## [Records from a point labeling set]
++++++++++
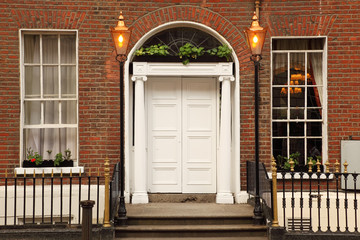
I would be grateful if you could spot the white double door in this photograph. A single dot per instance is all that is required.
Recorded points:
(182, 131)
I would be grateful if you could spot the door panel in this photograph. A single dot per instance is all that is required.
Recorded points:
(199, 135)
(182, 134)
(164, 134)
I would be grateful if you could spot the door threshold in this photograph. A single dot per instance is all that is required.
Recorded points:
(182, 197)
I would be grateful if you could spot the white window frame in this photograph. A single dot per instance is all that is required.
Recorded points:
(59, 32)
(324, 103)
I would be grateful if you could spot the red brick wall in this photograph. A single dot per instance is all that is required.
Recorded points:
(99, 74)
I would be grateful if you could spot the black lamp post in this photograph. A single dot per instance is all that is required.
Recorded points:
(121, 36)
(255, 36)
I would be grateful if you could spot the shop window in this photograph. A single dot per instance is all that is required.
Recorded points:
(49, 96)
(298, 98)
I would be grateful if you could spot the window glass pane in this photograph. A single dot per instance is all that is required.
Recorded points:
(51, 112)
(68, 49)
(279, 97)
(314, 129)
(280, 113)
(314, 147)
(280, 69)
(296, 129)
(279, 129)
(314, 97)
(51, 83)
(314, 113)
(297, 97)
(297, 113)
(32, 82)
(50, 49)
(68, 113)
(314, 69)
(68, 82)
(279, 147)
(297, 145)
(298, 44)
(32, 113)
(31, 48)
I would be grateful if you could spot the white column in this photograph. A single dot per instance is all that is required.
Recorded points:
(140, 165)
(224, 194)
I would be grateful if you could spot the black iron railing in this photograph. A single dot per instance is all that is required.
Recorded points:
(47, 199)
(265, 187)
(115, 191)
(320, 202)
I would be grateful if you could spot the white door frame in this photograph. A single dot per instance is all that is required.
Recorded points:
(223, 72)
(240, 196)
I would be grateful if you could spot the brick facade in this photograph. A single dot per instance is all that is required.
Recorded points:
(99, 72)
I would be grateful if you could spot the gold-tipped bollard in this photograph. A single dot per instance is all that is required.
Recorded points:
(292, 164)
(310, 165)
(318, 165)
(337, 166)
(107, 194)
(274, 178)
(345, 166)
(327, 164)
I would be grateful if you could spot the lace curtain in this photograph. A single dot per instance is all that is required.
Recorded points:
(50, 94)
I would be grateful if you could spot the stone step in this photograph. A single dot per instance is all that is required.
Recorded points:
(199, 231)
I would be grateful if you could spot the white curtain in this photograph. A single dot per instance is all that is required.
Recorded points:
(54, 139)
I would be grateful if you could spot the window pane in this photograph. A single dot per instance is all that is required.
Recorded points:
(32, 82)
(314, 97)
(279, 97)
(31, 48)
(297, 113)
(280, 113)
(298, 44)
(297, 145)
(68, 82)
(296, 129)
(51, 112)
(297, 63)
(50, 49)
(297, 97)
(51, 83)
(32, 113)
(314, 147)
(314, 129)
(279, 129)
(68, 49)
(314, 69)
(314, 113)
(280, 69)
(279, 147)
(68, 113)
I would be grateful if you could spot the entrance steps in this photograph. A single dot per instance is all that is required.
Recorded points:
(190, 221)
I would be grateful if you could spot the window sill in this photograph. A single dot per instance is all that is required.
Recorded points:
(297, 176)
(49, 170)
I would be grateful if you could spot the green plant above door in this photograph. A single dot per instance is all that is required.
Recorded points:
(186, 52)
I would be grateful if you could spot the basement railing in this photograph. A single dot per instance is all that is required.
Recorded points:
(49, 199)
(315, 202)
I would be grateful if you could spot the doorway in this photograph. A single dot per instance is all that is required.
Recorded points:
(182, 134)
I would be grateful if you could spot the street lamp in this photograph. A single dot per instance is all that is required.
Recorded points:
(255, 36)
(121, 36)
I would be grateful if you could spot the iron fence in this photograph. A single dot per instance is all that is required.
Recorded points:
(320, 202)
(48, 199)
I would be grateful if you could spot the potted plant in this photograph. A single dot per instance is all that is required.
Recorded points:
(33, 159)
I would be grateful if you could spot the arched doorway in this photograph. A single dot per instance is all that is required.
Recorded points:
(183, 125)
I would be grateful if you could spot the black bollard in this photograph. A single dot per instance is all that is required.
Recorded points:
(87, 206)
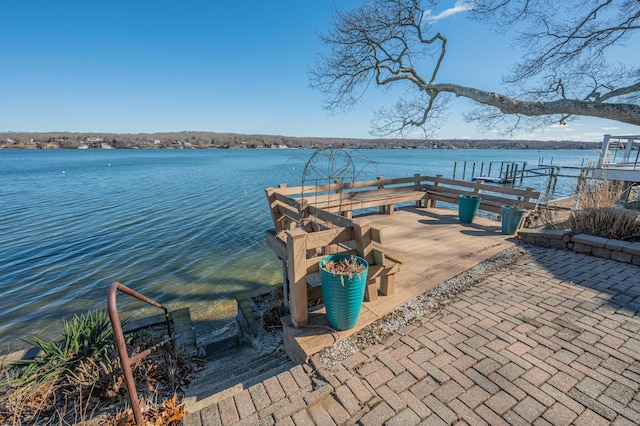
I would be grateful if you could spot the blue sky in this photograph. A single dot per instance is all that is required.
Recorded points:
(221, 66)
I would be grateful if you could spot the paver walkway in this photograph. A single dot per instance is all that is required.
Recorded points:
(551, 340)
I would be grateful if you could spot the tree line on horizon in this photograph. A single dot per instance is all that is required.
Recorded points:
(209, 140)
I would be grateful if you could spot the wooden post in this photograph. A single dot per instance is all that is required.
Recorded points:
(417, 177)
(297, 275)
(275, 215)
(285, 285)
(364, 248)
(431, 202)
(362, 237)
(383, 209)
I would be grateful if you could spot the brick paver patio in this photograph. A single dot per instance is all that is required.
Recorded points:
(551, 340)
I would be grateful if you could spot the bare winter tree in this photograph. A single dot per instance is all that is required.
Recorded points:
(566, 72)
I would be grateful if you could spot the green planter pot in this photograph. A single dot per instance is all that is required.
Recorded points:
(467, 207)
(512, 219)
(343, 293)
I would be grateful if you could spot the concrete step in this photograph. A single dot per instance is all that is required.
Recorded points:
(230, 373)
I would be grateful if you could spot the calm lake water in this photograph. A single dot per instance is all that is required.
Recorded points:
(184, 227)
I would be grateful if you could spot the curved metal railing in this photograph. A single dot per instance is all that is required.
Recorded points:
(126, 361)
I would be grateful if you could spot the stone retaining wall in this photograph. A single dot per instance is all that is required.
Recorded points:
(621, 251)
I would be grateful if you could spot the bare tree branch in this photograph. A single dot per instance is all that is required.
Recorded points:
(563, 74)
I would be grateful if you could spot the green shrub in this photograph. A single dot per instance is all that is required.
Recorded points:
(608, 222)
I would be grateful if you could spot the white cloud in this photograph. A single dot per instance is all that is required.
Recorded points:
(460, 6)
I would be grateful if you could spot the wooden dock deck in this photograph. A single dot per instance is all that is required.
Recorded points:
(438, 247)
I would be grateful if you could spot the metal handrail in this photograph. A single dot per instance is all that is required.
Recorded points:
(121, 346)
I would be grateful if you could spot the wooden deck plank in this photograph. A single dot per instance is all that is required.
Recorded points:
(439, 249)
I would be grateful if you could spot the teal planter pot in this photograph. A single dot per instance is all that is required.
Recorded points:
(467, 207)
(343, 293)
(512, 219)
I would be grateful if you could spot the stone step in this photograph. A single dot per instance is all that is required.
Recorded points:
(231, 373)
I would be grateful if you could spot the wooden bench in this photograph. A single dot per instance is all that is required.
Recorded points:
(493, 197)
(314, 221)
(345, 198)
(301, 252)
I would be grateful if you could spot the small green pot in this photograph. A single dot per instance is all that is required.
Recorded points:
(467, 207)
(342, 293)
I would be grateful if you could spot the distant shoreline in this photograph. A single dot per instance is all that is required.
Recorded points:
(211, 140)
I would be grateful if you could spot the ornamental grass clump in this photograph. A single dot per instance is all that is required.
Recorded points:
(610, 222)
(347, 266)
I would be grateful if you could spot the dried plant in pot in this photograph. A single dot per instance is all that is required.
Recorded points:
(344, 279)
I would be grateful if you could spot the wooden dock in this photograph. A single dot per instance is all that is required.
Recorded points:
(438, 248)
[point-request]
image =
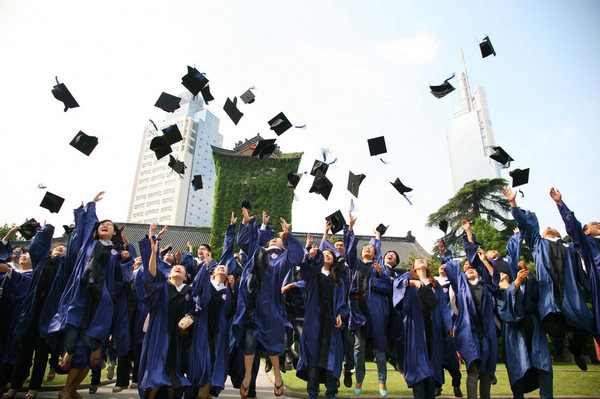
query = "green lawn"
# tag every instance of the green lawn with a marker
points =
(568, 380)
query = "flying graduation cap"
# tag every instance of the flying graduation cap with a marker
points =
(194, 81)
(52, 202)
(443, 89)
(167, 102)
(401, 188)
(84, 143)
(501, 156)
(486, 47)
(231, 110)
(61, 93)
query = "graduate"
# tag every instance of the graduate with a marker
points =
(561, 304)
(260, 315)
(369, 297)
(426, 321)
(86, 307)
(168, 300)
(322, 344)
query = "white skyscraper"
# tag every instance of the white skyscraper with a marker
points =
(470, 136)
(160, 194)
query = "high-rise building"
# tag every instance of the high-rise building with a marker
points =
(160, 194)
(470, 136)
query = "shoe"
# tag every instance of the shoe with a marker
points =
(580, 362)
(457, 392)
(347, 378)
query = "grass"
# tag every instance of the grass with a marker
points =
(568, 380)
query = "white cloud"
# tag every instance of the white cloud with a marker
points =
(420, 49)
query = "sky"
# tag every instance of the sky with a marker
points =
(349, 70)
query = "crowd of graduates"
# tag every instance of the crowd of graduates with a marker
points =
(179, 325)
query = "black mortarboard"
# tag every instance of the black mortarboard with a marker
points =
(172, 134)
(29, 228)
(246, 203)
(177, 166)
(319, 166)
(248, 97)
(377, 145)
(230, 109)
(486, 47)
(279, 124)
(160, 146)
(84, 143)
(61, 93)
(337, 221)
(264, 148)
(321, 185)
(194, 81)
(52, 202)
(443, 89)
(294, 179)
(167, 102)
(206, 94)
(499, 155)
(197, 182)
(519, 176)
(443, 226)
(354, 182)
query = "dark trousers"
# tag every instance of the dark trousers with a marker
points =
(424, 389)
(312, 386)
(474, 375)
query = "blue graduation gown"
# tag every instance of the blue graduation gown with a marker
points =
(418, 363)
(270, 317)
(152, 373)
(586, 246)
(573, 308)
(466, 337)
(310, 341)
(521, 363)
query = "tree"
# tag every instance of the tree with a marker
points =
(476, 199)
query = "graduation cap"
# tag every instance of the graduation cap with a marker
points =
(61, 93)
(402, 189)
(231, 110)
(293, 179)
(443, 89)
(160, 146)
(246, 203)
(321, 185)
(377, 145)
(354, 182)
(248, 97)
(52, 202)
(172, 134)
(264, 148)
(486, 47)
(84, 143)
(337, 221)
(167, 102)
(29, 228)
(382, 228)
(519, 176)
(500, 156)
(177, 166)
(197, 182)
(206, 94)
(280, 124)
(443, 226)
(194, 81)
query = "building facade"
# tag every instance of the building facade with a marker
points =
(159, 194)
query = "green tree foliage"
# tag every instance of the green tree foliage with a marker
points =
(263, 181)
(476, 199)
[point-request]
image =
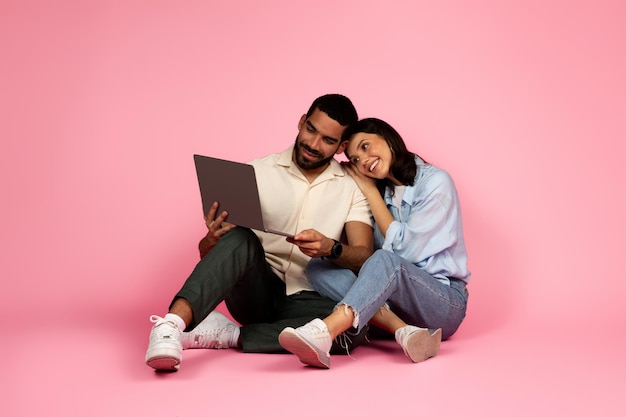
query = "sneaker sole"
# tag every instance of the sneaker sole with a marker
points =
(307, 354)
(164, 361)
(423, 344)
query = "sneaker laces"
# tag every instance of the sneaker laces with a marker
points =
(214, 338)
(311, 328)
(164, 329)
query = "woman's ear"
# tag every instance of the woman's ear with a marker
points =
(301, 122)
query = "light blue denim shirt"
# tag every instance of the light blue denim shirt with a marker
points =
(427, 229)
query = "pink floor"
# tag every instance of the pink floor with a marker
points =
(96, 368)
(104, 102)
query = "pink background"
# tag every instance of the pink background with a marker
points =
(103, 103)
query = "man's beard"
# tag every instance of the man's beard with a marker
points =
(307, 164)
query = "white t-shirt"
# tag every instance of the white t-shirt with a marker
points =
(291, 204)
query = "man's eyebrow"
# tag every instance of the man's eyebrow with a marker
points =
(312, 126)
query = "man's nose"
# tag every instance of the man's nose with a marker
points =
(316, 142)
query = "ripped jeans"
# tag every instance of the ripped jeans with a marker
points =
(411, 293)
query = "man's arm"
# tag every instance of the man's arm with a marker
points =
(360, 237)
(359, 246)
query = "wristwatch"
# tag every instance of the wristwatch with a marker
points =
(336, 250)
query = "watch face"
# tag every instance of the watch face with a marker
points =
(337, 249)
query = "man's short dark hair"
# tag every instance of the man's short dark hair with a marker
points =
(338, 107)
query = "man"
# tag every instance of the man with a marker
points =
(261, 276)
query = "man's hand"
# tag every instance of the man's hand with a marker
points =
(217, 227)
(312, 243)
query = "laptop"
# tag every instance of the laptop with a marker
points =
(233, 185)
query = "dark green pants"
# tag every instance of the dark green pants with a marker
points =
(235, 271)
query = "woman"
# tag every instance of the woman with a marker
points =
(414, 286)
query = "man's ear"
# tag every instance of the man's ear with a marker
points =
(342, 147)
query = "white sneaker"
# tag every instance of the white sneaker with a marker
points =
(311, 343)
(216, 331)
(418, 343)
(165, 351)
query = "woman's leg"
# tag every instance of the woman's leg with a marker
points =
(412, 294)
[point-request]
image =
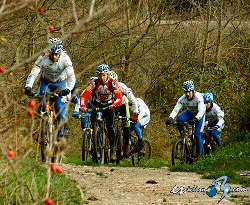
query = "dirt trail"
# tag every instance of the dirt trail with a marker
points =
(130, 185)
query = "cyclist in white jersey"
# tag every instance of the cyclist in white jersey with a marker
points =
(141, 121)
(195, 112)
(214, 117)
(57, 75)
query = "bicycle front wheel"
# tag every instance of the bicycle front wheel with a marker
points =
(119, 140)
(143, 157)
(44, 142)
(96, 145)
(86, 145)
(178, 153)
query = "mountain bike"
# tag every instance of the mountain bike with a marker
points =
(184, 148)
(52, 146)
(119, 122)
(209, 144)
(100, 141)
(140, 157)
(87, 136)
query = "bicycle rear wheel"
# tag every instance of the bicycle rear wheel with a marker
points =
(119, 150)
(178, 153)
(95, 149)
(86, 145)
(44, 142)
(143, 157)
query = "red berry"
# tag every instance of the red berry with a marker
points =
(51, 28)
(48, 202)
(10, 153)
(53, 167)
(40, 10)
(32, 103)
(30, 113)
(59, 170)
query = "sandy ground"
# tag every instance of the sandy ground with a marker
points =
(131, 185)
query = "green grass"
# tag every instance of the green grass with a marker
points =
(33, 178)
(228, 160)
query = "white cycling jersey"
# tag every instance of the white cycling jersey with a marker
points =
(144, 112)
(129, 96)
(196, 105)
(53, 71)
(215, 115)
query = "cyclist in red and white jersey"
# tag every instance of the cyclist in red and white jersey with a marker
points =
(106, 93)
(123, 109)
(214, 117)
(195, 112)
(57, 75)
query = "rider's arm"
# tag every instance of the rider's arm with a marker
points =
(143, 109)
(220, 115)
(71, 78)
(134, 106)
(117, 93)
(201, 106)
(34, 73)
(177, 107)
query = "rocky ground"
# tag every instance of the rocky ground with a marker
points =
(131, 185)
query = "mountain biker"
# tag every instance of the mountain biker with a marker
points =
(84, 119)
(214, 117)
(57, 75)
(195, 112)
(123, 109)
(106, 92)
(140, 122)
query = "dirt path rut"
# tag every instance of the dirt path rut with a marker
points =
(130, 185)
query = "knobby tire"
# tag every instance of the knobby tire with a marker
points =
(86, 145)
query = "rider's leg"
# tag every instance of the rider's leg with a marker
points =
(137, 128)
(60, 106)
(183, 117)
(198, 135)
(215, 134)
(109, 119)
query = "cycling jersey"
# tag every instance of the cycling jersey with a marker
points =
(106, 93)
(215, 115)
(53, 71)
(130, 97)
(144, 112)
(196, 105)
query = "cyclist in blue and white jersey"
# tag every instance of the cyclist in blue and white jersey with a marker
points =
(141, 121)
(127, 98)
(195, 112)
(57, 75)
(214, 117)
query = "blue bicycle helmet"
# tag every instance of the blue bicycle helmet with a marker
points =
(113, 75)
(58, 47)
(188, 86)
(102, 69)
(208, 97)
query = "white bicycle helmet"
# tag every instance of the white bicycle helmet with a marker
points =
(188, 86)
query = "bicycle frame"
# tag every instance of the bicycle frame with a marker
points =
(184, 148)
(99, 136)
(48, 122)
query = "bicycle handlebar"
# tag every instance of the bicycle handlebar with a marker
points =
(183, 123)
(50, 94)
(97, 109)
(211, 128)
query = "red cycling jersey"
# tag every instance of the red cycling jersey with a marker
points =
(105, 93)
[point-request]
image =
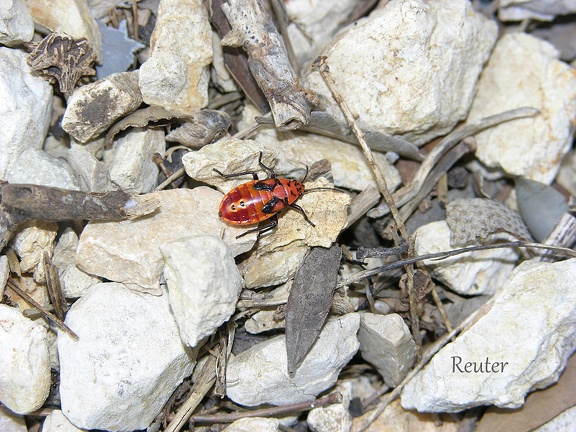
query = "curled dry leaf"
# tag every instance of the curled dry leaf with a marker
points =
(309, 302)
(474, 218)
(61, 58)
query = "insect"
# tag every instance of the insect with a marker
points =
(260, 200)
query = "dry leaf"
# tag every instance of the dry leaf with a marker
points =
(474, 218)
(309, 302)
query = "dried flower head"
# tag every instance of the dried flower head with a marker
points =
(62, 58)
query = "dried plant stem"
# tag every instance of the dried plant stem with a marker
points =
(202, 386)
(267, 412)
(14, 286)
(357, 277)
(324, 70)
(369, 417)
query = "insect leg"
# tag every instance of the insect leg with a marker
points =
(262, 229)
(301, 210)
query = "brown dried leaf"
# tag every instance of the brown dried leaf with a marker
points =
(309, 302)
(474, 218)
(61, 58)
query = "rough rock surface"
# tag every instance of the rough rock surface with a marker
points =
(415, 75)
(25, 378)
(203, 285)
(524, 71)
(259, 375)
(127, 362)
(521, 344)
(129, 251)
(176, 75)
(25, 109)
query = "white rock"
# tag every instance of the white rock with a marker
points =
(35, 166)
(259, 375)
(251, 424)
(130, 162)
(93, 108)
(24, 361)
(33, 239)
(480, 272)
(564, 421)
(176, 75)
(127, 362)
(129, 251)
(4, 273)
(386, 343)
(524, 341)
(415, 75)
(56, 422)
(203, 285)
(333, 418)
(524, 71)
(68, 16)
(313, 23)
(91, 173)
(25, 110)
(262, 321)
(10, 422)
(16, 24)
(74, 282)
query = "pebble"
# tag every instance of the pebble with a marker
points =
(479, 272)
(524, 71)
(415, 76)
(127, 361)
(74, 282)
(68, 16)
(386, 343)
(129, 251)
(250, 424)
(93, 108)
(130, 164)
(203, 285)
(16, 24)
(24, 361)
(259, 375)
(57, 422)
(25, 127)
(176, 75)
(521, 344)
(35, 166)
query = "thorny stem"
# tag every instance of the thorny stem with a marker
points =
(267, 412)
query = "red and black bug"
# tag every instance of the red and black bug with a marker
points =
(259, 200)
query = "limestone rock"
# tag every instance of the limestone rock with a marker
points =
(93, 108)
(520, 345)
(259, 375)
(176, 75)
(415, 75)
(25, 110)
(16, 24)
(127, 361)
(524, 71)
(386, 342)
(24, 361)
(480, 272)
(129, 251)
(130, 164)
(203, 285)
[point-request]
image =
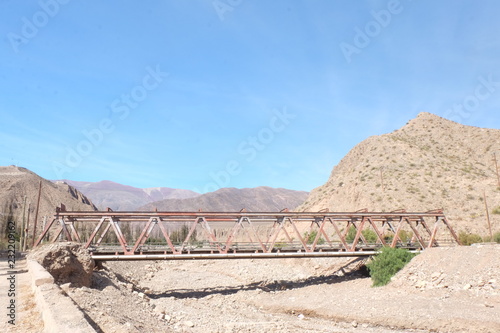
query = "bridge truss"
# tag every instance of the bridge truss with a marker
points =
(111, 235)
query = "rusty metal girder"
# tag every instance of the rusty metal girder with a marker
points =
(178, 235)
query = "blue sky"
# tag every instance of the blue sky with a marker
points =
(205, 94)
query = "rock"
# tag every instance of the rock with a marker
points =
(420, 284)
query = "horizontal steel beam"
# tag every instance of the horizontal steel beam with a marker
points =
(135, 214)
(236, 255)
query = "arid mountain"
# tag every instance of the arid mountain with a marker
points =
(430, 163)
(259, 199)
(123, 197)
(17, 183)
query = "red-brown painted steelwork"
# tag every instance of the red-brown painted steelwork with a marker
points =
(192, 234)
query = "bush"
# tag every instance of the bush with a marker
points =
(387, 263)
(468, 239)
(496, 237)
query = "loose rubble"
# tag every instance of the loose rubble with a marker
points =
(440, 290)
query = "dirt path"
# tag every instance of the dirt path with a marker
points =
(27, 317)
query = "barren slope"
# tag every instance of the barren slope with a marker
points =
(17, 182)
(429, 163)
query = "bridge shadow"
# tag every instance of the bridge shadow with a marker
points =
(351, 271)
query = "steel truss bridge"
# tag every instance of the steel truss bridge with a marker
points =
(125, 235)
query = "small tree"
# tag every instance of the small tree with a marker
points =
(387, 263)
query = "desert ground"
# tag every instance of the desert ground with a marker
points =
(441, 290)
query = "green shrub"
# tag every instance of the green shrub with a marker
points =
(468, 239)
(496, 237)
(387, 263)
(351, 234)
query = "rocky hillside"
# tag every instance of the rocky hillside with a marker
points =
(429, 163)
(123, 197)
(17, 182)
(259, 199)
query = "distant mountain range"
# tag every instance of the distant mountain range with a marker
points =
(16, 183)
(258, 199)
(117, 196)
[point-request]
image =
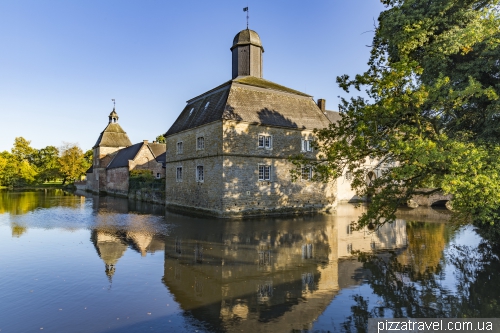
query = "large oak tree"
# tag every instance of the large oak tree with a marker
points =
(432, 110)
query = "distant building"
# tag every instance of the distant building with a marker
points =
(228, 151)
(115, 157)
++++++++++
Report every line of the records that holds the word "wall", copying each such line in full. Case counts.

## [Answer for this exercise]
I would be grateful if you could spot the red brick wall in this photograph. A single dot per instance is all that is required.
I would be grateful if you could spot the stone retaining wall in this photograph. A single dot per instance is all that is required.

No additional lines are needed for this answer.